(Task instructions):
Reproduce each of the entries that follow, exactly.

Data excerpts

○ ○ ○ ○

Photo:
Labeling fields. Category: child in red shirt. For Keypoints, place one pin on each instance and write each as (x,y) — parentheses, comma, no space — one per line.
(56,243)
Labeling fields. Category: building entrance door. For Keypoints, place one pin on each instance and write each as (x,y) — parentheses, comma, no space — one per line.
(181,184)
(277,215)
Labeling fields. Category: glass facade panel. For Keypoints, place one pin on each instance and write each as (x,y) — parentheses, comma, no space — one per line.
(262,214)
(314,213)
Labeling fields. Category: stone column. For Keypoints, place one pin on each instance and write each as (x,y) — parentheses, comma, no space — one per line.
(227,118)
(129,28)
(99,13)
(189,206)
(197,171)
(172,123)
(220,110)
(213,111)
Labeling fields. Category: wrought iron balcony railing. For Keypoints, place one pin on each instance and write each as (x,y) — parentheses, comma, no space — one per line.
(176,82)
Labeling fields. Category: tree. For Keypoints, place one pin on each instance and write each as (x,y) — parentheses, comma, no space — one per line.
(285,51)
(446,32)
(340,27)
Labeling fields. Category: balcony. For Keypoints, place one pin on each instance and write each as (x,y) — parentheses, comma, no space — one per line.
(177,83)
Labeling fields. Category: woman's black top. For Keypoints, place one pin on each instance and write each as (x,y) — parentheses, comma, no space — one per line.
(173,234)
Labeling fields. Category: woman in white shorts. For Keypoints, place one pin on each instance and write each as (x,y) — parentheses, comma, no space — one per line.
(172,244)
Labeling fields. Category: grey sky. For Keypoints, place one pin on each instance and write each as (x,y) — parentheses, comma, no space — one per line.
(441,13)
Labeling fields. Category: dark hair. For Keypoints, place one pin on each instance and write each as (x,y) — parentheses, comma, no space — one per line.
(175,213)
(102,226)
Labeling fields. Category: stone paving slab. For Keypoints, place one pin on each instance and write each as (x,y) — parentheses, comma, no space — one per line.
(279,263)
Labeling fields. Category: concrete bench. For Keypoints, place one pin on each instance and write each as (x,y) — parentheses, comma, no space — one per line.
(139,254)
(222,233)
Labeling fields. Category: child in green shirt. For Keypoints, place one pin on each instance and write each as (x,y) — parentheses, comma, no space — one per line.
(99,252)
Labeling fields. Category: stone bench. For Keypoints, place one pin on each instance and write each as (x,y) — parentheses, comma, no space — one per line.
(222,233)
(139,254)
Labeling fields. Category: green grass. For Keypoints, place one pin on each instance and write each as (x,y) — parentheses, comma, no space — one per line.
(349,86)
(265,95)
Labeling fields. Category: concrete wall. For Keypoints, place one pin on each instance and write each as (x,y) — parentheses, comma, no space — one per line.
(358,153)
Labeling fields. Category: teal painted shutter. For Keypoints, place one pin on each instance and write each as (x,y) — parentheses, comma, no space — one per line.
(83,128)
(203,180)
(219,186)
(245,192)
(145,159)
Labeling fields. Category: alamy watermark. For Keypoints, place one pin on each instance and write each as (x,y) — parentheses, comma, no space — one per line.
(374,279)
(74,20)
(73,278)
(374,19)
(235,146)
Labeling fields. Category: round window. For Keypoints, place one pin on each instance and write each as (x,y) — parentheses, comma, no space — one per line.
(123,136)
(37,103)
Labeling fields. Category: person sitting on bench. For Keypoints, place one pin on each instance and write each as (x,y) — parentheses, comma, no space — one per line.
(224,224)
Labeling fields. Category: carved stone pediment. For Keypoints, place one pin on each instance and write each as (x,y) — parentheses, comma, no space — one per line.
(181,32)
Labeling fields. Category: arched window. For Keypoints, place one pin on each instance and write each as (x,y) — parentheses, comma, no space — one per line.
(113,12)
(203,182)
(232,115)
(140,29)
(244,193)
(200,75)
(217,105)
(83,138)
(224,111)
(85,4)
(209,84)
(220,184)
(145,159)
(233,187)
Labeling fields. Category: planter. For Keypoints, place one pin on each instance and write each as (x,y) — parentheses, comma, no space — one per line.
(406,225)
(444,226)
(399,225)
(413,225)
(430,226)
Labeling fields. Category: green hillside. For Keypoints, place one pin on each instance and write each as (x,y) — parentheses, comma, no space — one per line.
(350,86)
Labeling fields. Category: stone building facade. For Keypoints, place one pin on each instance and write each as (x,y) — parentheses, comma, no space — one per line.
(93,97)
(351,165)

○ ○ ○ ○

(Task output):
Photo:
Labeling fields. Category: child in red shirt. For Keypoints, place one pin on each instance and write each as (x,y) — parentheses, comma, no space — one per line.
(56,243)
Labeling fields. Category: building entrance door. For Keypoints, place one pin on each instance and write each as (x,y) — parentheses, comma, no space — one per line.
(181,184)
(277,215)
Labeling fields. Category: glass facade panel. For Keypoints, place one pin on each instance and write each as (x,y) — parentheses, comma, no space — one per line.
(262,214)
(314,213)
Labeling fields. Category: stone column. For Keypoints, place one pin on each instance and write each as (x,y) — parentheses, comma, no space — one per line.
(227,118)
(129,28)
(99,13)
(189,206)
(197,171)
(172,123)
(220,110)
(213,111)
Labeling fields. Category: wrought iron balcony railing. For Keypoints, place one pin on each instance and write each as (x,y) — parentheses, comma, no space — one per line.
(176,82)
Labeling fields. Category: tree. For Keypoints, place one pin on each instance and write each as (x,y) — parentheses, comma, no space — one per line.
(285,51)
(446,32)
(340,27)
Labeling fields. Category: balcony. For Keypoints, place one pin on each instance and write each as (x,y) — parentheses, comma, no space — one per line.
(177,83)
Labeling fields. Category: woman's black top. For Keypoints, place one pin on each instance and write each as (x,y) — parentheses, comma, no space — one per line.
(173,234)
Labeling fields. Category: woman in white shorts. For Keypoints, place one pin on each instance and write each as (x,y) — parentheses, comma, no space — one per line.
(172,244)
Labeling fields. Category: grey sky. For Keypoints, place one pin on each instance and write each as (x,y) — parentheses, comma, no space — one per line.
(441,13)
Labeling fields. Category: dark hair. For Keypoints, place one pin on each instance and write each as (x,y) — parentheses, comma, no space — one per line.
(175,213)
(102,226)
Labeling fields. Category: stone paving slab. For Keypoints, place one pin on each instance and write each as (x,y) — parentheses, comma, no space — one per line.
(279,263)
Labeling fields. Category: concrete bench. For Keypoints, place one pin on each instance and write each as (x,y) — parentheses, comma, no space — one per line.
(139,254)
(222,233)
Labeling fields. Category: child in green shirt. For Keypoints, place one pin on each instance and write each as (x,y) — parentheses, comma, no space — one per line.
(99,252)
Labeling fields. Category: stone bench. For Keypoints, place one pin on each instance and write each as (x,y) — parentheses, comma, no space — one per line.
(222,233)
(139,254)
Labeling fields. Category: green grass. For Keypoints, place one pin on each instance and write each as (x,y) — parentheses, comma, no space — one per line.
(349,86)
(265,95)
Labeling fields. Category: concrete wall. For Keypoints, place one pin on each instance and write each as (x,y) — parentheses, comma, no space — one per line.
(358,153)
Labeling fields. Category: teal painted shutter. For Keypoints, place one pin on each instance and write each as (x,y) — parentheses, comma, no space — one per line.
(83,128)
(203,180)
(219,186)
(245,192)
(145,159)
Labeling fields. Category: alamy watermark. For Keypoints, place one pin on each instance and write each as (x,y) — parentheses, comma, no space — one per line.
(374,279)
(74,20)
(73,278)
(374,19)
(235,146)
Labeling fields. Category: round window. For Keypoints, place one pin on each instance and write each as (x,y) — parentheses, comma, no space — one per line.
(123,136)
(37,103)
Labeling fields. Category: person sitting on bench. For Keypoints, place one pin on each instance and write each as (x,y) — parentheses, comma, no space — one per line.
(224,224)
Labeling fields. Category: carved stone pediment. For Keypoints, place one pin on each instance and write each as (x,y) — parentheses, comma, no space — one per line.
(181,32)
Labeling fields. Category: arched window. For Keypoints, place one pin on each instance and write each as (x,y) — parentheses, comma, no space — one per line.
(113,12)
(203,182)
(232,115)
(140,29)
(244,193)
(200,75)
(217,105)
(83,138)
(224,111)
(85,4)
(209,84)
(220,184)
(145,159)
(233,187)
Labeling fields. Category: planter. For Keypoints, place one pin on each instance and write each as (x,y) — parentheses, comma, no space — one per line.
(406,225)
(444,226)
(399,225)
(413,225)
(430,226)
Labeling fields. Category: green hillside. For Keypoints, place one pin on each instance and write each as (x,y) — parentheses, comma, no space — one per line.
(350,86)
Labeling fields. Category: stone building facade. For Keypoints, place one pin on each instance and write each as (x,y) — parentheses, comma, no space — one per line.
(93,97)
(351,165)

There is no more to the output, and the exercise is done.